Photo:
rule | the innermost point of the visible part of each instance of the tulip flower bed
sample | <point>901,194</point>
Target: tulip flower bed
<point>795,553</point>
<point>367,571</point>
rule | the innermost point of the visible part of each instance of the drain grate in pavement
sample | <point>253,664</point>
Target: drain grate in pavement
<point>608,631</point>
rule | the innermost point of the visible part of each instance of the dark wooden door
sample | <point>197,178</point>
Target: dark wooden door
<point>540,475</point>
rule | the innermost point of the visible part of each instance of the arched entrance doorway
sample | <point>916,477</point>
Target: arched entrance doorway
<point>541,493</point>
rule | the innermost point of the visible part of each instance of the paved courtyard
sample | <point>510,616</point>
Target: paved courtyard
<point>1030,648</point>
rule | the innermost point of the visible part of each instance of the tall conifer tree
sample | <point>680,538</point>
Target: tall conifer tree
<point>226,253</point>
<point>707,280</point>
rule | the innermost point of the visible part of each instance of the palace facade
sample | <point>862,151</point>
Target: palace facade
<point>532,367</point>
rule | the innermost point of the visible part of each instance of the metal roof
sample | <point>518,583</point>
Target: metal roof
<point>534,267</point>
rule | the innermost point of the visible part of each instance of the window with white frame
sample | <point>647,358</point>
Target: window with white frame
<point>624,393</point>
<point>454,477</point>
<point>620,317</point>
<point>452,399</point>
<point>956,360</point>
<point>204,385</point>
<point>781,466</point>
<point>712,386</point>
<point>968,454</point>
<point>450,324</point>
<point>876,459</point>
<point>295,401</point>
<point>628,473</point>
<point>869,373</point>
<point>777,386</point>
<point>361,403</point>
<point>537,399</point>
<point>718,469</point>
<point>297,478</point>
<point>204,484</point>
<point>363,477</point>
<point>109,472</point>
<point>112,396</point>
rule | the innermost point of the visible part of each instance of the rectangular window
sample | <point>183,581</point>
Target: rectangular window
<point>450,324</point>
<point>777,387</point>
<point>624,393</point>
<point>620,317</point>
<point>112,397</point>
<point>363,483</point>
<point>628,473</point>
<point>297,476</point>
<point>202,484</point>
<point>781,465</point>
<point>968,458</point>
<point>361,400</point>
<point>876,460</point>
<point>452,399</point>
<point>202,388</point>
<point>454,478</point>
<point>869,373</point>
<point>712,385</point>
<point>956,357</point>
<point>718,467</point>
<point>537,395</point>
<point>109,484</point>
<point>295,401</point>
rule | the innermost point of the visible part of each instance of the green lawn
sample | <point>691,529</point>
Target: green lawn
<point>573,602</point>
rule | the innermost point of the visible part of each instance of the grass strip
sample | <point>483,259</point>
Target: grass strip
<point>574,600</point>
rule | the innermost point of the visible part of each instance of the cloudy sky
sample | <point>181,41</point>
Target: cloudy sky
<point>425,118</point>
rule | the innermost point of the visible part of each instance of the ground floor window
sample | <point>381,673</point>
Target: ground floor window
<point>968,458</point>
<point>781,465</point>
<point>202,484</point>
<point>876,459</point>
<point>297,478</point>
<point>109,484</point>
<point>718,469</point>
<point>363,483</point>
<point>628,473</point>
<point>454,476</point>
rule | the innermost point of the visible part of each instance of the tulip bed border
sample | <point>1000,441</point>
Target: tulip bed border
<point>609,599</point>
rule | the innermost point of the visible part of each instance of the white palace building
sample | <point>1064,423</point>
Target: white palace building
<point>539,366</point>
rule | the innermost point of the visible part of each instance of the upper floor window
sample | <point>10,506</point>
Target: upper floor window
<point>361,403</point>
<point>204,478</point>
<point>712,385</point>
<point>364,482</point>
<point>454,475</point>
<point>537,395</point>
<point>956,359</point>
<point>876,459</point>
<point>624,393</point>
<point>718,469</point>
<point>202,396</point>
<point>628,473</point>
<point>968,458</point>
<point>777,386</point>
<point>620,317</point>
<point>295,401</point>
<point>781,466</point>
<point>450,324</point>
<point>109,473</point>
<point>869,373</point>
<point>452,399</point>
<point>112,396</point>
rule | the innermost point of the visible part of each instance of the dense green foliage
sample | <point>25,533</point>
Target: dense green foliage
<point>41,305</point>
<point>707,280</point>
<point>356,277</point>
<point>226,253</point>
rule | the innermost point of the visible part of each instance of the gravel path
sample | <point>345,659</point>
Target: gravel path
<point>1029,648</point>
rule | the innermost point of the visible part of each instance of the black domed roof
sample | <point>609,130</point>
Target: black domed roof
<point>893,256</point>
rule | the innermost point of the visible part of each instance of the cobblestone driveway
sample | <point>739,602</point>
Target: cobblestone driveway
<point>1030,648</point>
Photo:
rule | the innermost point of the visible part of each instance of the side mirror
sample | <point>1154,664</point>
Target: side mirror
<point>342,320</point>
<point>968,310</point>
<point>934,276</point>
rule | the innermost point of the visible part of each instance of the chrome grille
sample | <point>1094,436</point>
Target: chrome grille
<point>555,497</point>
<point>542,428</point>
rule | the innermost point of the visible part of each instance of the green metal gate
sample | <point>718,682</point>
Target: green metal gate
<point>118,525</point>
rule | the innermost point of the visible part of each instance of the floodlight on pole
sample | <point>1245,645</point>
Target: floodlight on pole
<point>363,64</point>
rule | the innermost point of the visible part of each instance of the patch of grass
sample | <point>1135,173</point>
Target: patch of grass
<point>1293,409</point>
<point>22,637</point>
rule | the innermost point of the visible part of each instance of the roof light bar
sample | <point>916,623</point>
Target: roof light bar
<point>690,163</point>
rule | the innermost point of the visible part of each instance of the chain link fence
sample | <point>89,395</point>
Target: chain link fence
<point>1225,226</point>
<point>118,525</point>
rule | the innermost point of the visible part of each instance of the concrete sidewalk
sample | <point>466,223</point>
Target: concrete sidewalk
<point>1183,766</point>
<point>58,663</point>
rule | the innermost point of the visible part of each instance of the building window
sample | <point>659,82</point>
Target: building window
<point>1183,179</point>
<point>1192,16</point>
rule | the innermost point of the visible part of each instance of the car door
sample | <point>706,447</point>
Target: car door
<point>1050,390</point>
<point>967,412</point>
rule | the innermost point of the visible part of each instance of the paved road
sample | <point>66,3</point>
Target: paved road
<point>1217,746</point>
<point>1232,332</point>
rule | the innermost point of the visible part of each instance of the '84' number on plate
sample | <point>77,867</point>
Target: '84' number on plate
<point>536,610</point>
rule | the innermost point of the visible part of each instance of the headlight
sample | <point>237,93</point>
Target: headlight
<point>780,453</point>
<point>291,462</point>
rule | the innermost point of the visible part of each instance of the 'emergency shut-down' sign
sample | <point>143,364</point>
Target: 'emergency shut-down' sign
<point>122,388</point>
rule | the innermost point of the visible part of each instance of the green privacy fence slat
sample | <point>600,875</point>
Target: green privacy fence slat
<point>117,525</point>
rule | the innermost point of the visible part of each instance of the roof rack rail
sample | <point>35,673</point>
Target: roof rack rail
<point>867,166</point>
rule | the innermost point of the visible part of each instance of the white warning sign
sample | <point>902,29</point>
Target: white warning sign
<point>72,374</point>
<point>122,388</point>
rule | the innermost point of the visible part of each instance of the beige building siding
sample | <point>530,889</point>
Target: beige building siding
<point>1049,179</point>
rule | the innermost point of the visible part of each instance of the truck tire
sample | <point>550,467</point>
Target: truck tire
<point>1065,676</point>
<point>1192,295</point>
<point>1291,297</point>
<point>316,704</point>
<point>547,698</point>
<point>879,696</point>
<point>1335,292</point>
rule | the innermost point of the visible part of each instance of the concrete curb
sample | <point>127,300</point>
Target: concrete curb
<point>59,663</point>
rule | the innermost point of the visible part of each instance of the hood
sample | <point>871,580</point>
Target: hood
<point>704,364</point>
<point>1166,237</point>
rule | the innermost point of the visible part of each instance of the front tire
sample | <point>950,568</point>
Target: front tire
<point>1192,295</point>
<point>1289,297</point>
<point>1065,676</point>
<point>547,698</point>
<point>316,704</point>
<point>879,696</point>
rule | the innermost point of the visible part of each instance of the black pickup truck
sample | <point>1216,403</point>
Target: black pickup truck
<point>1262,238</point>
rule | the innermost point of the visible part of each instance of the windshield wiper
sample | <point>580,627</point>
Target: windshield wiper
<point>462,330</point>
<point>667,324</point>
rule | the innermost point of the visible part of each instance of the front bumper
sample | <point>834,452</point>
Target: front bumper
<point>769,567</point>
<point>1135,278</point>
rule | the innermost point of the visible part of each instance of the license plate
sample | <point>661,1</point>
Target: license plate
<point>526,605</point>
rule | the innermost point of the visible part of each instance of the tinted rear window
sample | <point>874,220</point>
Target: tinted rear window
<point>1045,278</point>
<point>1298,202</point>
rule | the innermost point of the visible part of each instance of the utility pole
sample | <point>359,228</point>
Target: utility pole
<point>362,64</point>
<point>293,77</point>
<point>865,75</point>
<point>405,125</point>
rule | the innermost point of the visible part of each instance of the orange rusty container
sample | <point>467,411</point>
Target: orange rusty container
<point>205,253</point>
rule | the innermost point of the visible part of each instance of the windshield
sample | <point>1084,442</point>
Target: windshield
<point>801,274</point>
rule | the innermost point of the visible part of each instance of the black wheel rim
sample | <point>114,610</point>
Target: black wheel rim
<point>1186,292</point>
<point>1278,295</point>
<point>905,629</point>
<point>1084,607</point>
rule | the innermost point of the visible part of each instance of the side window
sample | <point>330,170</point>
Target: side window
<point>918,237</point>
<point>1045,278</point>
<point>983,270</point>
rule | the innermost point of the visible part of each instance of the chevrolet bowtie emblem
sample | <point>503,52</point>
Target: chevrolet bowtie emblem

__REQUIRED WORK__:
Reproduce the material verbatim, from the line containing "the front bumper" through the final line of the material, both included.

__TASK SOLUTION__:
rule | the innermost point of the visible part of each instance of the front bumper
sample | <point>834,452</point>
Target: front bumper
<point>769,567</point>
<point>1135,278</point>
rule | the innermost point of the visible part of each instance of the license plate
sample | <point>661,1</point>
Target: license plate
<point>526,605</point>
rule | the innermost point of the visible part of each instance of the tinted rear window
sample | <point>874,220</point>
Target: tinted rear window
<point>1045,278</point>
<point>1298,202</point>
rule | the innermost point of the visible part of each instance of the utility pole
sample | <point>359,228</point>
Target: utility pole
<point>362,64</point>
<point>293,77</point>
<point>865,75</point>
<point>405,125</point>
rule | the innermost point of the visible part of each instance of the orange rusty container
sample | <point>467,411</point>
Target: orange rusty container
<point>205,253</point>
rule | the innermost point of the visible part of each instance of the windshield
sample | <point>1084,442</point>
Target: windshield
<point>801,274</point>
rule | the innermost point of the visible part of each instance of the black wheel rim
sample | <point>114,610</point>
Target: black wheel rim
<point>1186,292</point>
<point>1278,295</point>
<point>905,629</point>
<point>1084,607</point>
rule | the innermost point of the visible part of each instance of the side window
sample | <point>330,170</point>
Target: side window
<point>918,237</point>
<point>1045,278</point>
<point>983,270</point>
rule | the innermost point of the visible part of each instance of the chevrolet bowtie emblem
sample | <point>503,52</point>
Target: chevrolet bowtie emblem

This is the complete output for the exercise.